══ Information given ══
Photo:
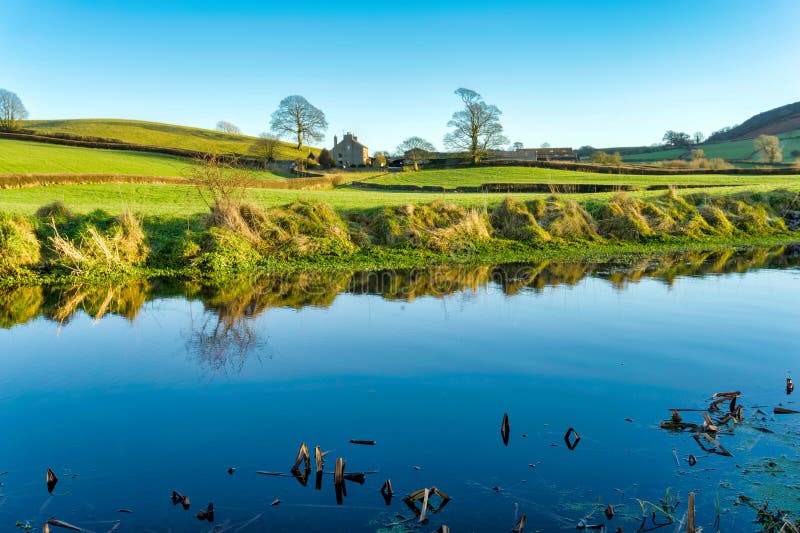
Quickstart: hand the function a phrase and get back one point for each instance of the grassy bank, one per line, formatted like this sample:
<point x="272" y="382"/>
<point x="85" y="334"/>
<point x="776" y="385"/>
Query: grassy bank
<point x="23" y="157"/>
<point x="238" y="235"/>
<point x="451" y="178"/>
<point x="159" y="134"/>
═══
▶ _Instructions for the task_
Rewrite the row above in full, including its request, but scale the x and y coordinates in the answer points by 2.15 and round them to whole numbers, with halves rounded up. Leave the sample points in the request unchanged, and omit the picture.

▶ _The answer_
Photo:
Quickstart: hand the function a phrase and get back one point for each instance of the grassy bank, one per line, formatted like this sample:
<point x="272" y="382"/>
<point x="85" y="334"/>
<point x="776" y="385"/>
Query: grassy bank
<point x="49" y="338"/>
<point x="512" y="505"/>
<point x="970" y="383"/>
<point x="342" y="288"/>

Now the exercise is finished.